■ 設問:
[1] 人材評価をめぐる討論の抜粋について、次の(a)〜(c)が本文の内容と合っているか判定してください。それぞれ「はい」か「いいえ」で答え、根拠となる本文の語句をそのまま引用してください。
(a) 赤津氏がGEに勤務していた当時、グループの全員が9ボックスで評価されていた。
(b) 丸紅では現在、事業会社の人材まで管理できている。
(c) GEの評価者会議では、2次評価がついた人材についてキャリブレーションが行われていた。
[2] 人材評価をめぐる討論の抜粋のうち、「赤津:私が勤務していた当時、」と「効果もすごく大きいんですね。」の間を、両端の語句も含めて書き写してください。

■ 文書抜粋:
会場:営業は業種や業態が異なる人まで把握しても、会社を越えて活用するのが難しいと感じています。GEでは、それでも業種や業態を越えて人材を把握していたのでしょうか。
赤津:私が勤務していた当時、GEはグループで30万人いましたが、全員を9ボックスで評価していました。それの何が良かったのか。もちろん、トップタレントを発掘できる良さもありますが、もう1つ、マネジメントの目線が揃うんですね。具体的には評価者会議というものを行って、1次評価がついた人材について皆でキャリブレーションをしていました。そこで「なぜAさんは『Top Talent』なのですか?」と質問があれば、Aさんの上司であるマネージャーが理由を説明しないといけない。数字や客観的な事実に基づくエビデンスを出し合いながらディスカッションを重ねることで、マネージャーの目線が揃っていきます。
社内の魅力的なポジションやチャレンジングな仕事は限られています。部門を越えて、誰をそのポジションに抜擢するか、ある程度納得性を持って決めるためにはキャリブレーションが必須だと思いますし、それでマネージャーの目線が揃ってくるという教育効果もすごく大きいんですね。
最初の頃は「なぜこの評価?」と社長に聞かれても答えられなかったマネージャーが、そうした会議を2~3回重ねていくうち、「こういう理由だからです」と言えるようになってきます。発掘または異動のためだけのツールとして捉えるなら、該当しそうな人だけを対象にする考えもあると思います。しかし、どうやって評価し、育成し、フィードバックするかというマネジメントの教育として、マネージャーが自分の下した評価について、これでよかった、ここが足りなかったと知って改善していくためにも大きな意味があったと思います。
西:グループで4万人の丸紅さんはどこまで見ていくんでしょうか。
鹿島:今はほぼ本社の人材しか管理できていなくて、どこまで見ていくのかをちょうど議論しているところです。「把握して、それでどう活用するの?」ということは常に営業から投げかけられたりします。本社が事業会社にガバナンスを効かせるという観点で、そのコントロールに資するレベルまでは把握しておいたほうがいいと考えています。その意味では、たとえば事業会社の、ある一定レベル以上とか、そのあたりが落とし所としてはいいのかな、と。ただ、国境を越えると法律規制もややこしくなったりしますから、そこは今もいろいろと議論が続いている状態です。

■ 掲載リスト:
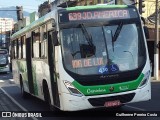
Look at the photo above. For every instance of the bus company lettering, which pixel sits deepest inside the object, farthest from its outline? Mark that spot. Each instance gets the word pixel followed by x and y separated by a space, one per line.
pixel 108 14
pixel 93 91
pixel 87 62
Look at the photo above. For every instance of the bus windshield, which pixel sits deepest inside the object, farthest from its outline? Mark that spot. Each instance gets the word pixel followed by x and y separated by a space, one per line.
pixel 94 50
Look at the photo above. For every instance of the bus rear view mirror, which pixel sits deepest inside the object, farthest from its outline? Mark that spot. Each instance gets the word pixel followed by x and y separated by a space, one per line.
pixel 146 31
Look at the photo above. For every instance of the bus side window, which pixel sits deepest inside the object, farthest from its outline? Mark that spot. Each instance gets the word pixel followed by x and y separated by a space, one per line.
pixel 19 49
pixel 36 44
pixel 12 50
pixel 44 42
pixel 15 49
pixel 23 47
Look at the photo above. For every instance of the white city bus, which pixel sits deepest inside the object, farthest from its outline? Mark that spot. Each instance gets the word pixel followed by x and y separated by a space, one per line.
pixel 83 57
pixel 4 61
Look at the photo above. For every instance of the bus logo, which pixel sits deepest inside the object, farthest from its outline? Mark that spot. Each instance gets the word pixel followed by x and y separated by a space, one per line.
pixel 111 89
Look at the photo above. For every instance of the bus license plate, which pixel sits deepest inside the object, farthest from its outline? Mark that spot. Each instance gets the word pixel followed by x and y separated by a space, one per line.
pixel 112 103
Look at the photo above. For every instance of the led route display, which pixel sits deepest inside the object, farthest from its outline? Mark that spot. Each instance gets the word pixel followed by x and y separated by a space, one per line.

■ 解答一覧:
[1]
(a) はい。「GEはグループで30万人いましたが、全員を9ボックスで評価していました」
(b) いいえ。「今はほぼ本社の人材しか管理できていなくて」
(c) いいえ。「1次評価がついた人材について皆でキャリブレーションをしていました」

[2]
赤津:私が勤務していた当時、GEはグループで30万人いましたが、全員を9ボックスで評価していました。それの何が良かったのか。もちろん、トップタレントを発掘できる良さもありますが、もう1つ、マネジメントの目線が揃うんですね。具体的には評価者会議というものを行って、1次評価がついた人材について皆でキャリブレーションをしていました。そこで「なぜAさんは『Top Talent』なのですか?」と質問があれば、Aさんの上司であるマネージャーが理由を説明しないといけない。数字や客観的な事実に基づくエビデンスを出し合いながらディスカッションを重ねることで、マネージャーの目線が揃っていきます。
社内の魅力的なポジションやチャレンジングな仕事は限られています。部門を越えて、誰をそのポジションに抜擢するか、ある程度納得性を持って決めるためにはキャリブレーションが必須だと思いますし、それでマネージャーの目線が揃ってくるという教育効果もすごく大きいんですね。